I am currently doing a project where my team and I have to pick a dataset and apply some machine learning methods on it (SLR, MLR etc.), hence for me, I am doing logical regression. My dataset is related to the top hit songs on Spotify from 2010-2019, and I want to see how the duration and danceability of a song affects its popularity. Given that the popularity values is numerical, I have converted the popularity value of each song to binary values. Hence, the popularity value of a song will change to "0" if it is below 65, and "1" if it is above the value of 65. I then decided to plot a 2d logistic regression plot for two dimensions. The end result is that both the "0" and "1" values are all gathered in the same area, where they are supposed to be separated from each other and there should be a decision boundary at .5 showing. I just want to know what does this show about the relationship between the popularity of the songs and their duration and danceability respectively. Is this supposed to be normal or did i make a mistake?
%matplotlib inline
import numpy as np
import matplotlib.pyplot as plt
import pandas as pd
from sklearn.linear_model import LogisticRegression
df = pd.read_csv('top10s [SubtitleTools.com] (2).csv')
BPM = df.bpm
BPM = np.array(BPM)
Energy = df.nrgy
Energy = np.array(Energy)
dB = df.dB
dB = np.array(dB)
Live = df.live
Live = np.array(Live)
Valence = df.val
Valence = np.array(Valence)
Acous = df.acous
Acous = np.array(Acous)
Speech = df.spch
Speech = np.array(Speech)
def LogReg0732():
Dur = df.dur
Dur = np.array(Dur)
Dance = df.dnce
Dance = np.array(Dance)
Pop = df.popu
df.loc[df['popu'] <= 65, 'popu'] = 0
df.loc[df['popu'] > 65, 'popu'] = 1
Pop = np.array(Pop)
X = Dur
X = np.stack((X, Dance))
y = Pop
clf = LogisticRegression().fit(X.T, y)
print("Coef ", clf.intercept_, clf.coef_)
xx, yy = np.mgrid[np.min(Dur):np.max(Dur), np.min(Dance):np.max(Dance)]
gridxy = np.c_[xx.ravel(), yy.ravel()]
probs = clf.predict_proba(gridxy)[:,1].reshape(xx.shape)
f, ax = plt.subplots(figsize=(20,8))
contour = ax.contourf(xx, yy, probs, 25, cmap="BrBG", vmin=0, vmax=1)
ax_c = f.colorbar(contour)
ax_c.set_ticks([0, 1/4, 1/2, 3/4, 1])
idx = np.where(y==1); idx = np.reshape(idx,np.shape(idx)[1])
y1 = X[:,idx]
idx = np.where(y==0); idx = np.reshape(idx,np.shape(idx)[1])
y0 = X[:,idx]
ax.scatter(y1[0,:], y1[1,:], c='green')
ax.scatter(y0[0,:], y0[1,:], c='blue')
plt.xlabel('Danceability')
plt.ylabel('Duration')
plt.savefig('LR1.svg')
plt.show()
LogReg0732()

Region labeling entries
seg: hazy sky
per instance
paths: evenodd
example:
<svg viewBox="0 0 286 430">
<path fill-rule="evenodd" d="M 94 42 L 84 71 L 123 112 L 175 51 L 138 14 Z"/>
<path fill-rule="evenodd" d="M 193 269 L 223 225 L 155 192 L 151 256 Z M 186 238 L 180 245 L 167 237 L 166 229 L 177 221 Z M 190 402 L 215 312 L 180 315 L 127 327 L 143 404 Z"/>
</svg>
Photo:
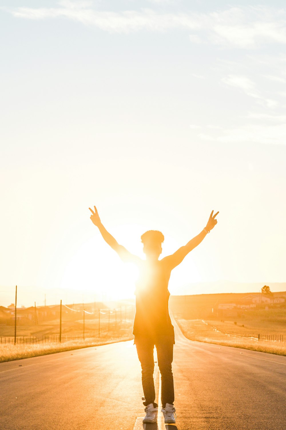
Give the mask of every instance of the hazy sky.
<svg viewBox="0 0 286 430">
<path fill-rule="evenodd" d="M 218 223 L 174 270 L 285 282 L 282 1 L 0 2 L 0 304 L 132 296 L 117 241 L 162 256 Z M 204 287 L 202 293 L 209 291 Z"/>
</svg>

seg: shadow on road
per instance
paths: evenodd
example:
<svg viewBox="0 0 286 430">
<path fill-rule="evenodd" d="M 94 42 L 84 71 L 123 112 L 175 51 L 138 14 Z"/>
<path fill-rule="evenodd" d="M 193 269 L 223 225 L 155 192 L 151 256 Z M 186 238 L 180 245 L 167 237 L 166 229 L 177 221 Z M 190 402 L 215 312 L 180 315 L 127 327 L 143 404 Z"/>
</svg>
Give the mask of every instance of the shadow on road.
<svg viewBox="0 0 286 430">
<path fill-rule="evenodd" d="M 144 430 L 158 430 L 158 427 L 157 423 L 142 424 L 142 425 Z M 177 426 L 174 426 L 172 424 L 166 424 L 165 427 L 166 427 L 166 430 L 178 430 Z"/>
</svg>

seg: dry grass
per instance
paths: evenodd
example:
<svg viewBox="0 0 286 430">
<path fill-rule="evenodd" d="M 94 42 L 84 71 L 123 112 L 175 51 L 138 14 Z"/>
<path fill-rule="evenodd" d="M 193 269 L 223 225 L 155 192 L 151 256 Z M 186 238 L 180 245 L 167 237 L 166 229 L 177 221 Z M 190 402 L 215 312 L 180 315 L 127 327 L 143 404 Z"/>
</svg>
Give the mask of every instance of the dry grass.
<svg viewBox="0 0 286 430">
<path fill-rule="evenodd" d="M 216 331 L 211 326 L 205 324 L 202 319 L 175 318 L 184 335 L 191 340 L 286 356 L 286 342 L 259 341 L 235 337 Z M 215 325 L 215 322 L 211 322 L 213 323 Z"/>
<path fill-rule="evenodd" d="M 128 327 L 121 328 L 117 332 L 103 333 L 100 338 L 91 338 L 84 341 L 69 341 L 61 344 L 51 342 L 36 344 L 0 344 L 0 362 L 129 341 L 133 338 L 132 330 Z"/>
</svg>

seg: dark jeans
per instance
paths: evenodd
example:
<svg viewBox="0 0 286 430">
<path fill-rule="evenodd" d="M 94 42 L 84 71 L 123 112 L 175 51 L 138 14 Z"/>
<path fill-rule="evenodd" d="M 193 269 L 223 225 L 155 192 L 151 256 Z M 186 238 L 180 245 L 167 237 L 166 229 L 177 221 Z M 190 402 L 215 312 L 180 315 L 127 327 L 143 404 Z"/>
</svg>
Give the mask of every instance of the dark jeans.
<svg viewBox="0 0 286 430">
<path fill-rule="evenodd" d="M 143 405 L 148 406 L 153 403 L 154 407 L 158 407 L 157 403 L 155 403 L 153 379 L 154 345 L 157 350 L 158 365 L 161 375 L 162 406 L 165 408 L 166 403 L 172 404 L 175 399 L 172 364 L 174 338 L 170 336 L 162 336 L 158 339 L 152 339 L 136 336 L 135 341 L 142 368 L 142 385 L 145 396 Z"/>
</svg>

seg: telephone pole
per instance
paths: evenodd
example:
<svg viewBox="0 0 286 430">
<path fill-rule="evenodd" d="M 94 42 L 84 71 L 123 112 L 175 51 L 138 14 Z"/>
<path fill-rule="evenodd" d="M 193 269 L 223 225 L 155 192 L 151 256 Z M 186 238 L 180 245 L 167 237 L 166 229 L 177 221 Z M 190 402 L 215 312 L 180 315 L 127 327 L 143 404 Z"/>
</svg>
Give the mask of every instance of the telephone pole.
<svg viewBox="0 0 286 430">
<path fill-rule="evenodd" d="M 16 344 L 16 320 L 17 318 L 17 285 L 16 286 L 16 298 L 15 298 L 15 335 L 14 339 L 14 344 Z"/>
</svg>

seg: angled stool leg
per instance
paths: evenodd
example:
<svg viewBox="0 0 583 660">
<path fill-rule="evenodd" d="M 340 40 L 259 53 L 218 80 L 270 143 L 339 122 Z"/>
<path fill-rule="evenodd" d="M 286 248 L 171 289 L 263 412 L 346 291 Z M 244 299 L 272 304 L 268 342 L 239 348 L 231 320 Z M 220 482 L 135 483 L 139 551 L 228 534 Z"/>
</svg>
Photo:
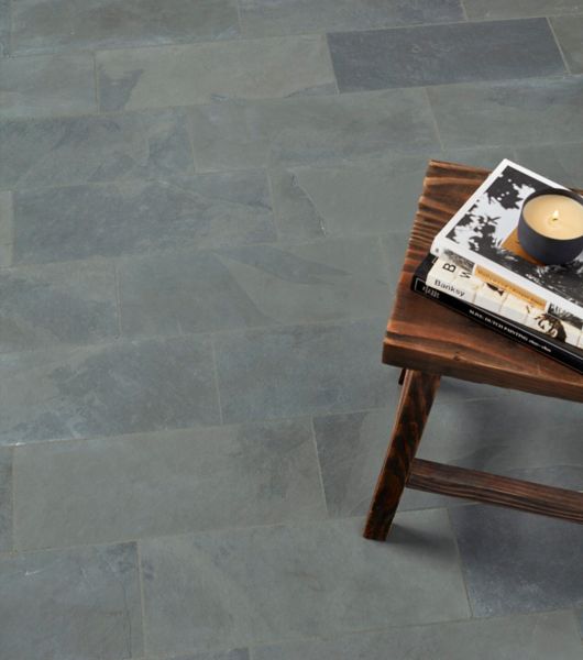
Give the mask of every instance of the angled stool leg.
<svg viewBox="0 0 583 660">
<path fill-rule="evenodd" d="M 407 370 L 391 443 L 369 509 L 363 536 L 384 541 L 419 447 L 440 376 Z"/>
</svg>

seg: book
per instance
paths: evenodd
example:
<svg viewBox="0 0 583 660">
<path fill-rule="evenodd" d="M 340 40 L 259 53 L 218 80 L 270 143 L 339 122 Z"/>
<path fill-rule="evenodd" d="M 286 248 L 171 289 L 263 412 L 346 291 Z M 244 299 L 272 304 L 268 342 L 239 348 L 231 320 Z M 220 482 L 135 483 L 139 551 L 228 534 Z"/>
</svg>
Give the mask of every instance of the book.
<svg viewBox="0 0 583 660">
<path fill-rule="evenodd" d="M 524 200 L 563 188 L 504 160 L 435 237 L 431 253 L 583 329 L 583 253 L 569 264 L 543 265 L 521 249 L 517 226 Z"/>
<path fill-rule="evenodd" d="M 583 349 L 581 328 L 553 317 L 529 300 L 516 296 L 512 290 L 508 292 L 472 275 L 454 262 L 432 258 L 431 267 L 426 275 L 428 286 L 466 300 L 485 311 L 494 311 L 505 319 L 537 330 L 552 339 Z"/>
<path fill-rule="evenodd" d="M 583 374 L 583 350 L 558 341 L 549 334 L 543 334 L 534 328 L 521 326 L 512 319 L 506 319 L 494 311 L 476 307 L 474 304 L 470 302 L 469 299 L 458 298 L 441 288 L 436 288 L 428 284 L 428 275 L 436 261 L 437 258 L 429 254 L 418 266 L 411 279 L 411 289 L 414 292 L 440 302 L 449 309 L 452 309 L 508 339 L 528 345 L 539 353 Z"/>
</svg>

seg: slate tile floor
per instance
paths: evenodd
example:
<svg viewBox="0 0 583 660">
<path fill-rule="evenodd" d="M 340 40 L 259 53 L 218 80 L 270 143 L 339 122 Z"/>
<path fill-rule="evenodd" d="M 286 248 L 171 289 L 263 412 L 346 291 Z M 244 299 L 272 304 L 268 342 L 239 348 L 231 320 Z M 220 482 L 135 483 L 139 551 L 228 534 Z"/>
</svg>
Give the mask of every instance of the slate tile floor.
<svg viewBox="0 0 583 660">
<path fill-rule="evenodd" d="M 428 157 L 583 186 L 576 0 L 0 0 L 0 660 L 575 660 L 583 528 L 360 537 Z M 421 454 L 583 488 L 578 406 Z"/>
</svg>

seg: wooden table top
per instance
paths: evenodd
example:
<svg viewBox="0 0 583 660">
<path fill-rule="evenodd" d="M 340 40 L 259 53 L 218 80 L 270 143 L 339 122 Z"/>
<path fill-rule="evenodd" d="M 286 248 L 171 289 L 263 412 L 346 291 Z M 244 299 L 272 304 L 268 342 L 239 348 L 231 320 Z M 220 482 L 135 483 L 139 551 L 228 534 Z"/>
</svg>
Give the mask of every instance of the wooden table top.
<svg viewBox="0 0 583 660">
<path fill-rule="evenodd" d="M 436 233 L 490 174 L 431 161 L 383 348 L 383 362 L 583 402 L 583 375 L 410 290 Z"/>
</svg>

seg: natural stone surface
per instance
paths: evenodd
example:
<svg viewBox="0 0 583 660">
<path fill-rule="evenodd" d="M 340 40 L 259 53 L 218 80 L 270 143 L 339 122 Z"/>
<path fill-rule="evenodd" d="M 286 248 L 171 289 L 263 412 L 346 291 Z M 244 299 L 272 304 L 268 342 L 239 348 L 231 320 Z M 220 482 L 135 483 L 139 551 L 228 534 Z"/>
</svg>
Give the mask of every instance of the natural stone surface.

What is being asked
Translate this sentence from the Spotify post into Spanish: "My dataset is related to the top hit songs on Spotify from 2010-2019, and I want to see how the duration and danceability of a song affects its popularity."

In response
Mi conjunto de datos está relacionado con las canciones más exitosas de Spotify de 2010-2019, y quiero ver cómo la duración y la bailabilidad de una canción afectan su popularidad.